[Entries taken from a collection]
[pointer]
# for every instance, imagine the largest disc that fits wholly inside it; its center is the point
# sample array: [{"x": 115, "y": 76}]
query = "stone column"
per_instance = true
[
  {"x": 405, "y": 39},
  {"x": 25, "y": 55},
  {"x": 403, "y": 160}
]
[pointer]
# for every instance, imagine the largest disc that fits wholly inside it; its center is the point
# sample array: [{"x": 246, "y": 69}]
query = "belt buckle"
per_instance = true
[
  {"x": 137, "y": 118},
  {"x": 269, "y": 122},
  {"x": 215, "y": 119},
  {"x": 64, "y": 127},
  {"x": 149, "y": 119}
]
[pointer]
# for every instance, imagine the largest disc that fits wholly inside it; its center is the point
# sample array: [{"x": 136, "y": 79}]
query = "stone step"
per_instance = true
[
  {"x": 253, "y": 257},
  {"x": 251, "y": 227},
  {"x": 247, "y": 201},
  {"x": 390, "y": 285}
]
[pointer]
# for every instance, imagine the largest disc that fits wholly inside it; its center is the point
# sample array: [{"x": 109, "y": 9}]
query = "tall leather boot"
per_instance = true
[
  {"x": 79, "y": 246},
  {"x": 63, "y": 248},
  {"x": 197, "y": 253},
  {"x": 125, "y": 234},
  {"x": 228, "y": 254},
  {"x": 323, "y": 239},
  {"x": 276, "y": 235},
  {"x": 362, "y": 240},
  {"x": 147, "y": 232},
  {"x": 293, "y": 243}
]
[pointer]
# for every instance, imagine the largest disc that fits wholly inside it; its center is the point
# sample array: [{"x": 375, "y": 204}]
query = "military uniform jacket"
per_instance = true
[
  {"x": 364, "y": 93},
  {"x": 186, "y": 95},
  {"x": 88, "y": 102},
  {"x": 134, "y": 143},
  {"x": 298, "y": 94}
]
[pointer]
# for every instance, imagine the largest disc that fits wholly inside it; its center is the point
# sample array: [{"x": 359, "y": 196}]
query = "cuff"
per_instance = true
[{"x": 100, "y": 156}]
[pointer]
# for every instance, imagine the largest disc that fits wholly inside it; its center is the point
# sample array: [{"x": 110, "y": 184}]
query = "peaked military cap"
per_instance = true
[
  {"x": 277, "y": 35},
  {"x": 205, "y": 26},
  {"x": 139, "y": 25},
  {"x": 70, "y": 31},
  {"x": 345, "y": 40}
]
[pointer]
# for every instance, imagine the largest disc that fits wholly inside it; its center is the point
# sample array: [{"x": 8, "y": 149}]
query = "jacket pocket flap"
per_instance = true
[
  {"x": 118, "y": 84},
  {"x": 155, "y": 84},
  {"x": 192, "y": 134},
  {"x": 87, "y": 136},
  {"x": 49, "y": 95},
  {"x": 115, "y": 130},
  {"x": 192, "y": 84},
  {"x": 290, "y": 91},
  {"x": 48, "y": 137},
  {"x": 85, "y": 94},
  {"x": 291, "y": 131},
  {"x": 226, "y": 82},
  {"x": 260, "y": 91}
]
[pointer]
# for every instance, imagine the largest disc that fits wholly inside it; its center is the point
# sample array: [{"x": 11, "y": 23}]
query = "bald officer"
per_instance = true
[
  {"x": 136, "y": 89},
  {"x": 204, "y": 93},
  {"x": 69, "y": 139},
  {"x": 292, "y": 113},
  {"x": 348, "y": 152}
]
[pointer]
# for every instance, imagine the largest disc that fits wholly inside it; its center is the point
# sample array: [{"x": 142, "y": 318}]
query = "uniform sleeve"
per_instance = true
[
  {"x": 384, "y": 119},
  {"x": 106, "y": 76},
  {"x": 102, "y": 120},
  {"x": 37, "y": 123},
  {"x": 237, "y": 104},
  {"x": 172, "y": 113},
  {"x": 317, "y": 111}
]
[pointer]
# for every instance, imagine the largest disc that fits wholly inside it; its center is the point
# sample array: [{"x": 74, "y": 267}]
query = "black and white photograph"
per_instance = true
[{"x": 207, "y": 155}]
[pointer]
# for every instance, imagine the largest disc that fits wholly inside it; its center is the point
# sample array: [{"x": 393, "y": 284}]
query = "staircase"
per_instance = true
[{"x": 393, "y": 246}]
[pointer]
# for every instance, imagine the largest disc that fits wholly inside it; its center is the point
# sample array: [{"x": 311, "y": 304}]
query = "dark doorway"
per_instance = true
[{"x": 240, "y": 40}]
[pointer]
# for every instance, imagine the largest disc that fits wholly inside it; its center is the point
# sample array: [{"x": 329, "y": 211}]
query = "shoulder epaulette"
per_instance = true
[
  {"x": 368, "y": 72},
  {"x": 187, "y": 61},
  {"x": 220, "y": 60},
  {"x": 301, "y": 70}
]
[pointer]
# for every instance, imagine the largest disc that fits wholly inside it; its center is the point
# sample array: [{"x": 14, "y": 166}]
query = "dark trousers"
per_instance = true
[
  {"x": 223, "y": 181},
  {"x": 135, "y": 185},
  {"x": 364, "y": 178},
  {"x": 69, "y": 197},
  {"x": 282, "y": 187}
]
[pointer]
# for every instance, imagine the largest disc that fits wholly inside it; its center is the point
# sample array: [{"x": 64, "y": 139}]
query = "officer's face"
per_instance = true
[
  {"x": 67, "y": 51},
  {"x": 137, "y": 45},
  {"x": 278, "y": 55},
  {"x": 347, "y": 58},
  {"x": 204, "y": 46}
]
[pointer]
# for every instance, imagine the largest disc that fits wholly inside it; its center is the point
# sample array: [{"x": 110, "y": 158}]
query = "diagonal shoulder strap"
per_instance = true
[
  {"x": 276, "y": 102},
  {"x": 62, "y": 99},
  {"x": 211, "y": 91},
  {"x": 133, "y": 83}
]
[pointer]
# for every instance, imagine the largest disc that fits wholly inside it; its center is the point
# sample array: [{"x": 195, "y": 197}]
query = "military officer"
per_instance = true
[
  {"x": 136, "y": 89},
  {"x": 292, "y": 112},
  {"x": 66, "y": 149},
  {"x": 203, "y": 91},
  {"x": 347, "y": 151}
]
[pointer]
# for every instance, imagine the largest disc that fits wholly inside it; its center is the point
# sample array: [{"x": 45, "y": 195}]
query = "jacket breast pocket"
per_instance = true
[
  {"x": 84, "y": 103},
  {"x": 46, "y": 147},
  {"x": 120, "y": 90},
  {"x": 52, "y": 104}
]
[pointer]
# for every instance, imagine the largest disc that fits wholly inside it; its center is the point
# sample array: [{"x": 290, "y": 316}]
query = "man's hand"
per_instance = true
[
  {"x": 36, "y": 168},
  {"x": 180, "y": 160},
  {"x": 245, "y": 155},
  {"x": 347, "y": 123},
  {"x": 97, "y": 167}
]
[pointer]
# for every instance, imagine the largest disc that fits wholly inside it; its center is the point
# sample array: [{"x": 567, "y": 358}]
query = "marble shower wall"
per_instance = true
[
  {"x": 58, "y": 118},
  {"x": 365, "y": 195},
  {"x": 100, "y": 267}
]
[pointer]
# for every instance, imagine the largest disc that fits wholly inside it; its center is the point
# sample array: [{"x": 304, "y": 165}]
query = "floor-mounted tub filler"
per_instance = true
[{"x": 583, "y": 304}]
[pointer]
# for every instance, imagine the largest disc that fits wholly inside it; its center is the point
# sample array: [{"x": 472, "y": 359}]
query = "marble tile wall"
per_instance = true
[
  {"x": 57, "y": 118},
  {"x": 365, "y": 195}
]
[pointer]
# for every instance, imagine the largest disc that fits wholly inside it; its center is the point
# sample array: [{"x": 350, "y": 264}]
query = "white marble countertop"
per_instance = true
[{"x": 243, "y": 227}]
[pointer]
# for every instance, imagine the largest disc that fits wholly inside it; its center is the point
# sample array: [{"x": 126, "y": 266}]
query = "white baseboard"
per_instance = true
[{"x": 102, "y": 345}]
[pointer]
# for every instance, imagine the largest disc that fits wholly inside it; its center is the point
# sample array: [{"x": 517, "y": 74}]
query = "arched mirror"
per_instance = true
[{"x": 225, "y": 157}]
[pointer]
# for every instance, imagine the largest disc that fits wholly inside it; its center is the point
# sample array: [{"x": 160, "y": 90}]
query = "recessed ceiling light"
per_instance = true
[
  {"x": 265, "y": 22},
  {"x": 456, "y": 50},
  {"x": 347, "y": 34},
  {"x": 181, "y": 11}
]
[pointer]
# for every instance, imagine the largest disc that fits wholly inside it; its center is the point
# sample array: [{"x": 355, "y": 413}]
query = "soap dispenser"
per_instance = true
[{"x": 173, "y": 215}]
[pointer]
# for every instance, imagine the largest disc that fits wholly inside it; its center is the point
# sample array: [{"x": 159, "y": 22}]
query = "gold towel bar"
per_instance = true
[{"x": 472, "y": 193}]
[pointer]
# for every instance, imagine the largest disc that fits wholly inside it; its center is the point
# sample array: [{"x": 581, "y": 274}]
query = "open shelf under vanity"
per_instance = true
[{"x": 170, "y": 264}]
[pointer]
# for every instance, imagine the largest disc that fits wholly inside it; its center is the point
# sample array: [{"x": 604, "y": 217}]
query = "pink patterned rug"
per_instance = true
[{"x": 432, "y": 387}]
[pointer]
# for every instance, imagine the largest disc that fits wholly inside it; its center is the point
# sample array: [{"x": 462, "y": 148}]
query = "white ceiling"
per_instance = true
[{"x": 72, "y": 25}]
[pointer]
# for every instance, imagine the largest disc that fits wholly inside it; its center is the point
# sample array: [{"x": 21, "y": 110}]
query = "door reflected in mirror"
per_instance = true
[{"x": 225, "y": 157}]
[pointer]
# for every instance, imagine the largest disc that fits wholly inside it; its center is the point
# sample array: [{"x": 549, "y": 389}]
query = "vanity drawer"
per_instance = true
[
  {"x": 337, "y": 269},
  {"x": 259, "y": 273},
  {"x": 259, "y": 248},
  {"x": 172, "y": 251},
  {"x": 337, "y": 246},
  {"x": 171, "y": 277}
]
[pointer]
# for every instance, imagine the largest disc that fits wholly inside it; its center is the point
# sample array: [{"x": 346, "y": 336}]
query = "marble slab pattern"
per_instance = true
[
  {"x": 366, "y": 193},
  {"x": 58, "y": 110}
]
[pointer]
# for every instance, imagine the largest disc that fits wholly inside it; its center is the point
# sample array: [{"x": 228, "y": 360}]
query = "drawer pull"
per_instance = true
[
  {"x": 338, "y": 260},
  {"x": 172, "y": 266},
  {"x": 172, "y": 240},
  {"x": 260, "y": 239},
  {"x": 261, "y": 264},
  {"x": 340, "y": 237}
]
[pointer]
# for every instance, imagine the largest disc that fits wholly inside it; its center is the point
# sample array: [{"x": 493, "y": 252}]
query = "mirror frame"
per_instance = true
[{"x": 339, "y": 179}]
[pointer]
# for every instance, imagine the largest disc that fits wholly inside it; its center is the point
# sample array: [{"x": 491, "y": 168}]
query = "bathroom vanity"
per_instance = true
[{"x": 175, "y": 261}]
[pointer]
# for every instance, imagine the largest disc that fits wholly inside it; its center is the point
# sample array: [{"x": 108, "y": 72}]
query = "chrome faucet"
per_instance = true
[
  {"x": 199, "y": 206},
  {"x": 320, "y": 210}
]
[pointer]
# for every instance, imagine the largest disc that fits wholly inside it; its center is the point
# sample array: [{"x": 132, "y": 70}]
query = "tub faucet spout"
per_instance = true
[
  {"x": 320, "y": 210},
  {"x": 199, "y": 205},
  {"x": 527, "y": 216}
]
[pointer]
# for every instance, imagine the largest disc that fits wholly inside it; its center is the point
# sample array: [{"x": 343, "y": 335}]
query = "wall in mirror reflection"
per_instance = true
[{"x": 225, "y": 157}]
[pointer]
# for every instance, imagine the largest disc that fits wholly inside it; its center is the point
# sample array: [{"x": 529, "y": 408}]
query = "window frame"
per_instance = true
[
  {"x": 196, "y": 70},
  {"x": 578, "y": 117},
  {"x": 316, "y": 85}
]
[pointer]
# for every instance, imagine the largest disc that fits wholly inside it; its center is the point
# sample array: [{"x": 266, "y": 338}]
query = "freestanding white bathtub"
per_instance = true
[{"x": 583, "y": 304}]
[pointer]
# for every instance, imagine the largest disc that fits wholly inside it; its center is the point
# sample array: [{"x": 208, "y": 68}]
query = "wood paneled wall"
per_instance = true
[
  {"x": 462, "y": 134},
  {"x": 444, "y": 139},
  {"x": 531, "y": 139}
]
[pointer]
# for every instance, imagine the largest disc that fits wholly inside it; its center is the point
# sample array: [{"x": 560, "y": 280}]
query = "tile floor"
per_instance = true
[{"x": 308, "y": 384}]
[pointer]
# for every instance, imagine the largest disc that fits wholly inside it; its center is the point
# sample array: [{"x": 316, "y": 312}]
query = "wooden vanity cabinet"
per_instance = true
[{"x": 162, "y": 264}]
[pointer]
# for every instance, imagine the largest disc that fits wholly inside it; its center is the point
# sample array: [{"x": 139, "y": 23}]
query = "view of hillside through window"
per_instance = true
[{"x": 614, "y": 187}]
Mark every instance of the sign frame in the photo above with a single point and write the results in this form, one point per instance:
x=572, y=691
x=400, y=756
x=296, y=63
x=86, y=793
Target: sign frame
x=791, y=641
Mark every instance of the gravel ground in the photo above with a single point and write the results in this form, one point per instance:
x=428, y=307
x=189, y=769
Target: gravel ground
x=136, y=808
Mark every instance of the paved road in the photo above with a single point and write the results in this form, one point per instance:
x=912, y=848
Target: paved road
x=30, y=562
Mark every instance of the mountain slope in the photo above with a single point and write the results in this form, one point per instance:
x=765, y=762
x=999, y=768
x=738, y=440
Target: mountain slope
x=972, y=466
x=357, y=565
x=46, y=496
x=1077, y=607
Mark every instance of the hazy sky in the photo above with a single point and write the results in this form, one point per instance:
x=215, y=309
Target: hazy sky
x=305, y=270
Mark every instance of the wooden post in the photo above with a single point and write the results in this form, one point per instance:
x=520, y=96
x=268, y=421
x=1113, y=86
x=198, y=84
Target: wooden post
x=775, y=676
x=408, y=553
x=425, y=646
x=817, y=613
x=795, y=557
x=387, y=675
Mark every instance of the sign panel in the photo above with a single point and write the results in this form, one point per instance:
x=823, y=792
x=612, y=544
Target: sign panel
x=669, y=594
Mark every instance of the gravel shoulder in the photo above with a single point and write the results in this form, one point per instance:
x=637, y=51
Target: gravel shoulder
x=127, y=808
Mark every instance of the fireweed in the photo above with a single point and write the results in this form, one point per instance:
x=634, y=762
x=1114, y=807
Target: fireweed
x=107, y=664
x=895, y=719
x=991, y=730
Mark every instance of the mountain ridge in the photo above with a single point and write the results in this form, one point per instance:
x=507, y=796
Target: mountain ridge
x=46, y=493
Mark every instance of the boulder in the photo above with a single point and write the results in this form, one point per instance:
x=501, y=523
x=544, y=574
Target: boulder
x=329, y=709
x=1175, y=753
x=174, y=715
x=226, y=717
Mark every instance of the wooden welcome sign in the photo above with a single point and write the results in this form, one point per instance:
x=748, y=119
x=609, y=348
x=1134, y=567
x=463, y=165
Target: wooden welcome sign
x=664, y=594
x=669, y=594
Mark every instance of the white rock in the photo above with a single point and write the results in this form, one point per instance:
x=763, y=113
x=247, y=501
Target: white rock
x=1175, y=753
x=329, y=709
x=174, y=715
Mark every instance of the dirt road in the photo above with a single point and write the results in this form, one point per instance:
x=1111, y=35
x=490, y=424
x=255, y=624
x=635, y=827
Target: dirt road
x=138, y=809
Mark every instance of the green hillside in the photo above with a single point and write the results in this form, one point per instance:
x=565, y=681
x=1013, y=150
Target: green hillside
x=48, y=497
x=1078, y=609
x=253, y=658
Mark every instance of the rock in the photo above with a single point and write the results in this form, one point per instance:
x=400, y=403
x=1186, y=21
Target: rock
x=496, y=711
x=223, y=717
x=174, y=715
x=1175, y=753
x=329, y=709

### Work task:
In the records above, some lines may contain the word "dark"; copy every one of them.

### Exercise answer:
query = "dark doorway"
query = "dark trousers"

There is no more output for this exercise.